REQUIRED WORK.
[a] In the passage about the two children's misbehavior at home, which two devices are plugged into the outlet the children like to play with?
[b] Write the next part of the passage about the two children's misbehavior at home, picking up right after its final sentence.

READING PASSAGE.
______________________________

Here are some examples:
- They both love to play with the outlet that houses the monitor and the coffee maker. First, no one messes with my coffee maker. Second, that's dangerous...especially if it's on. So, I say, "Please don't touch the plug." I see it again. I take his/her hand and say, "Please don't touch the plug...danger!" There is a significant pause in between each of those words and I am speaking louder than necessary. They do it again...I say (okay, maybe I don't say it...maybe my voice is raised just a little bit), "I said don't touch the outlet...I will have to reset the clock...oh, and you could get hurt too...why aren't you listening to me?" Nice control there, huh? Nice reasoning too...resetting the clock is such a pain in the ass over taking an electrocuted child to the emergency room!
- After breakfast, the kids like to run around the main floor playing with their toys. Very often they end up at the front windows which are low enough for them to see out of. Sometimes it's cute b/c they say hello to the people walking by...yeah, yeah, cute. They will take some object/toy and bang on our recently replaced windows. On the first offense, I say, "No, no..." They usually look at me, smile, and turn back to the window. This is when I can tell that they're plotting to actually break through the window and hop a plane to Rio. They do it again. I say, "Please don't bang on the windows!" Okay, fine...they seem to get it. One even walks into the other room. I follow that one (the good one) and ask if he/she wants me to read a book. A few seconds later, the other one thinks the coast is clear and starts to bang that window like a ward at an insane asylum! From the other room (with other child still on my lap), I scream, "I SAID NOT TO BANG ON THE WINDOW...YOU ARE GOING TO BREAK IT AND THEN WE'LL HAVE TO MOVE!!!" Yeah...like they could break the window. My kids are going to need therapy.

______________________________

RECORD EXTRACTS.
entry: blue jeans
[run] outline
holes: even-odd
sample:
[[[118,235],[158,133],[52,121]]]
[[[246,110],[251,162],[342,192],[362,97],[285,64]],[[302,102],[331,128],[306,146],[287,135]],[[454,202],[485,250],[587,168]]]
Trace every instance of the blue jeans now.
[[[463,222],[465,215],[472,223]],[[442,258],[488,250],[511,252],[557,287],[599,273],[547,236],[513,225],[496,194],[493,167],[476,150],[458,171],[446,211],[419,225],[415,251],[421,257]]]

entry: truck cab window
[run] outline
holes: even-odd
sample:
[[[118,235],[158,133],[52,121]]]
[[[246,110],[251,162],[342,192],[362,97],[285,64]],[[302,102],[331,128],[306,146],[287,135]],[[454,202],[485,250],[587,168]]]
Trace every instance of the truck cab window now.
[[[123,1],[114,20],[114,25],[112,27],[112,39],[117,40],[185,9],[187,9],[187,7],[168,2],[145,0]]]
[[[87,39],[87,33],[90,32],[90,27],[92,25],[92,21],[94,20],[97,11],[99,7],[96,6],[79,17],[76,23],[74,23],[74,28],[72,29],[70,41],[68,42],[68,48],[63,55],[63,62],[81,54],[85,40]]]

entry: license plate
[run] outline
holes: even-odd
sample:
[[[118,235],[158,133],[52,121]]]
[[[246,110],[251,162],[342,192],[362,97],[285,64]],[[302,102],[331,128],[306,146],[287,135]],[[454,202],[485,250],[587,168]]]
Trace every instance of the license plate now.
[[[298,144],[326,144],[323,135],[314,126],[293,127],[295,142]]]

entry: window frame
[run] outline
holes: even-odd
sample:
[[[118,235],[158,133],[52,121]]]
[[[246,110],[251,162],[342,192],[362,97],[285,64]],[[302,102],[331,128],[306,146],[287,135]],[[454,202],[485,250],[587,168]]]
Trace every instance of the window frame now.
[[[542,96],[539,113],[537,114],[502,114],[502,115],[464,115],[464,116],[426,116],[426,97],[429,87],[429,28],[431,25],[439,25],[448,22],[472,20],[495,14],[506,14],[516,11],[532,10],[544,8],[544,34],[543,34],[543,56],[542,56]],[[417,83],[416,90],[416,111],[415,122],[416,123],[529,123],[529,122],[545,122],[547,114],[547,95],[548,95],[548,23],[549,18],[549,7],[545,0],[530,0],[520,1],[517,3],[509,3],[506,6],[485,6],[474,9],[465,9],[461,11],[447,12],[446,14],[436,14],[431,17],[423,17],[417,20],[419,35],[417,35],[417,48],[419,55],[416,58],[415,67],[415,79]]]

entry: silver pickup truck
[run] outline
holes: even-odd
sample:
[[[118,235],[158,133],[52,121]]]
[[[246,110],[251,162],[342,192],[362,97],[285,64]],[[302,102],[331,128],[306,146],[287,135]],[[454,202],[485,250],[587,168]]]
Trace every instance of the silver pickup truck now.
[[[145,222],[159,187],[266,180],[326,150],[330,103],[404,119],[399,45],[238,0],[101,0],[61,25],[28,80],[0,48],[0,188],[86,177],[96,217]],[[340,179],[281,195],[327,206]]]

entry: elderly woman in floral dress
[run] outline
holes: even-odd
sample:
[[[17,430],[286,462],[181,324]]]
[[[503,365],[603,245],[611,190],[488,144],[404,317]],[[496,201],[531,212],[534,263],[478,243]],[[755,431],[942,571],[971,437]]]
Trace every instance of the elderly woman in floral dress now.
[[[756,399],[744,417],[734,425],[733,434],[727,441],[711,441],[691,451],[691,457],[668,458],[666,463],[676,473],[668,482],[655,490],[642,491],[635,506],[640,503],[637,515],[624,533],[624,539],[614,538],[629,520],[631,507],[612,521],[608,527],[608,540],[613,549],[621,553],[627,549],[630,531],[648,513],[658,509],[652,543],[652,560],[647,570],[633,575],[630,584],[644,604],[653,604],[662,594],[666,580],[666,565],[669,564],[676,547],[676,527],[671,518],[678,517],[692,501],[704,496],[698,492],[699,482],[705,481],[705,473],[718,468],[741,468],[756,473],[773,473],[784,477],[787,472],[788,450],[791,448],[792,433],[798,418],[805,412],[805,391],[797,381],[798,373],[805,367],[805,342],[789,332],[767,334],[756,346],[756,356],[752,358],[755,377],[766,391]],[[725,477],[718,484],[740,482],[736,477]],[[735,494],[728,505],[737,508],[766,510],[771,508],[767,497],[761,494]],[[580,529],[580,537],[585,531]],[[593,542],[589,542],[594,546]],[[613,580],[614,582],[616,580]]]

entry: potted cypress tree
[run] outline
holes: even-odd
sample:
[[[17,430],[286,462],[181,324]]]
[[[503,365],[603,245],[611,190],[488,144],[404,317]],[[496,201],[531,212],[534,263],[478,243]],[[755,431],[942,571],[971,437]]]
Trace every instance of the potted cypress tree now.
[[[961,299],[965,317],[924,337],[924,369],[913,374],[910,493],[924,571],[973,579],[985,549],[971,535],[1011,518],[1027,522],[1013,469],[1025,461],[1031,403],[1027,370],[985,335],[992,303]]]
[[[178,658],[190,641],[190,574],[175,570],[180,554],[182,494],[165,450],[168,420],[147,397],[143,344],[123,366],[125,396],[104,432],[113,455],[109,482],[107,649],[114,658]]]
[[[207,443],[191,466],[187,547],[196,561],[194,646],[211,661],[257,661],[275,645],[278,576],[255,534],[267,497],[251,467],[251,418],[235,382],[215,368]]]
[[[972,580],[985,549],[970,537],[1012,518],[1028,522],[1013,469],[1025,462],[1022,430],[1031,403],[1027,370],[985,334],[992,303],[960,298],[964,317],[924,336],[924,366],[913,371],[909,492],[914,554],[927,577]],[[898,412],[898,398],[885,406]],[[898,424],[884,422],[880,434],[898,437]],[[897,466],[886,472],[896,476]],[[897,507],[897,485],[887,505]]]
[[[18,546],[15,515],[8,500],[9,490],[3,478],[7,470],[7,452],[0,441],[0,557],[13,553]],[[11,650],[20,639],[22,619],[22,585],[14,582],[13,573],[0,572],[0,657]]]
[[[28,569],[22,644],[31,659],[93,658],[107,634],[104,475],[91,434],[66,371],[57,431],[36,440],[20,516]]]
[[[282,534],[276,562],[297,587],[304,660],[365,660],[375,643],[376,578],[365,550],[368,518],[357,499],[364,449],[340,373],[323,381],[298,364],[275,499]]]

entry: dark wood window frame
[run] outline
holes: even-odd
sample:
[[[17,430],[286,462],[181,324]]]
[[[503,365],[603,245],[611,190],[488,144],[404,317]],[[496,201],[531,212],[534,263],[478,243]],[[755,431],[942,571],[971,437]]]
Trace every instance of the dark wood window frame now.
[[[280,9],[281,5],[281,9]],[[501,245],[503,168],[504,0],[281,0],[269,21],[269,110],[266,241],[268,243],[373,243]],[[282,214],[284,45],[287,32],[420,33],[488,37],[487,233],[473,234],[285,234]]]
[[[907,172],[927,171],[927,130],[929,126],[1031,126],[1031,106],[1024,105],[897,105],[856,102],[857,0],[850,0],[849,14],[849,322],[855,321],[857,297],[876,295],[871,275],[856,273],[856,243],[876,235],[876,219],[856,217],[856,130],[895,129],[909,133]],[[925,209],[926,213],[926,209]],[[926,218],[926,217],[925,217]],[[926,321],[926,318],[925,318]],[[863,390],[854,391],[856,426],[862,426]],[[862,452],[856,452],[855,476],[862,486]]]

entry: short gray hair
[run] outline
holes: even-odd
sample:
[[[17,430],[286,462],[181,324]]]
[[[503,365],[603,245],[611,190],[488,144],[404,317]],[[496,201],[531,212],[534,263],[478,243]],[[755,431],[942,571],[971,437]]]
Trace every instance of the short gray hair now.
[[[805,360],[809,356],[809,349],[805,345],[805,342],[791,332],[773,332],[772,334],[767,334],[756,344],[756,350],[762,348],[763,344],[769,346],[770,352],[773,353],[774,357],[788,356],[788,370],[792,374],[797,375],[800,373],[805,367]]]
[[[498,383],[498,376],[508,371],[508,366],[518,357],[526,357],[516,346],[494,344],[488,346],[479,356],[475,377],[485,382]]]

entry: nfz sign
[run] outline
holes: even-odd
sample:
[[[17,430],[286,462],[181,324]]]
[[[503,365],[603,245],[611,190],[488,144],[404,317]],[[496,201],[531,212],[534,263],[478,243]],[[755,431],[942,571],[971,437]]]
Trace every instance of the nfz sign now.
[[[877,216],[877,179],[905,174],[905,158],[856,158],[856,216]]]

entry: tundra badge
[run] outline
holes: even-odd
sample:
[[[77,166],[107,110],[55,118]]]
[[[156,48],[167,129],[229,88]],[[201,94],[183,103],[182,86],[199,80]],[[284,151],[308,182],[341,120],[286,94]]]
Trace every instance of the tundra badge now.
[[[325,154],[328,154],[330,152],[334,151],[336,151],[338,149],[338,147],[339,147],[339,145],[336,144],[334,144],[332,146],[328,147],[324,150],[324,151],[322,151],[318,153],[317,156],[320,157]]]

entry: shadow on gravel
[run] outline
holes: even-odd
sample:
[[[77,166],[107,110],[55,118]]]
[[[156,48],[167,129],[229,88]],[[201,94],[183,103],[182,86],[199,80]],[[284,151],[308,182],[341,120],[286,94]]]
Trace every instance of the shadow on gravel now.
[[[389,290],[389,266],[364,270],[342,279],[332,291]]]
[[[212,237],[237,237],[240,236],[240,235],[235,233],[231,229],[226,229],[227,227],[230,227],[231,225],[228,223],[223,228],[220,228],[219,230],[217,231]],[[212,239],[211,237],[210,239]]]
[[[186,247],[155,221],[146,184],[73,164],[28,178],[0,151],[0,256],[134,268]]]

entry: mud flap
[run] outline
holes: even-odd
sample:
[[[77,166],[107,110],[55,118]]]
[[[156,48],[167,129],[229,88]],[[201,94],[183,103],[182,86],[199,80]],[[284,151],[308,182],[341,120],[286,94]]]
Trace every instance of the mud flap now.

______________________________

ANSWERS.
[a] The monitor and the coffee maker.

[b]
- Bathtime...we are having an issue with my two very active little ones standing up during their bath time. Not only is it dangerous and slippery, but there is a significant chance of twin-on-twin violence breaking out. First offense...Matthew is standing up banging Hailey on her head like she's a bongo drum! We say, "Matthew, please sit down." Second offense, Matthew is standing behind Hailey and trying to touch her nose (which results in several missed attempts landing in her eyes and mouth). Grab his arm and gently guide him back into the water while saying, "We said sit down!" Third offense, Matthew has now walked in front of Hailey and it mesmerized with the top of her head. We say, "MATT, SIT DOWN...YOU'RE GOING TO GET HURT!" With that, Hailey promptly grabs his entire package, gives it a nice twist, and we have to assume that Matthew will learn his lesson. It's just that he's not learning his lesson...this happens almost every single bath time. I'm afraid there might be permanent damage done soon! The poor kid...his poor wife...their poor children!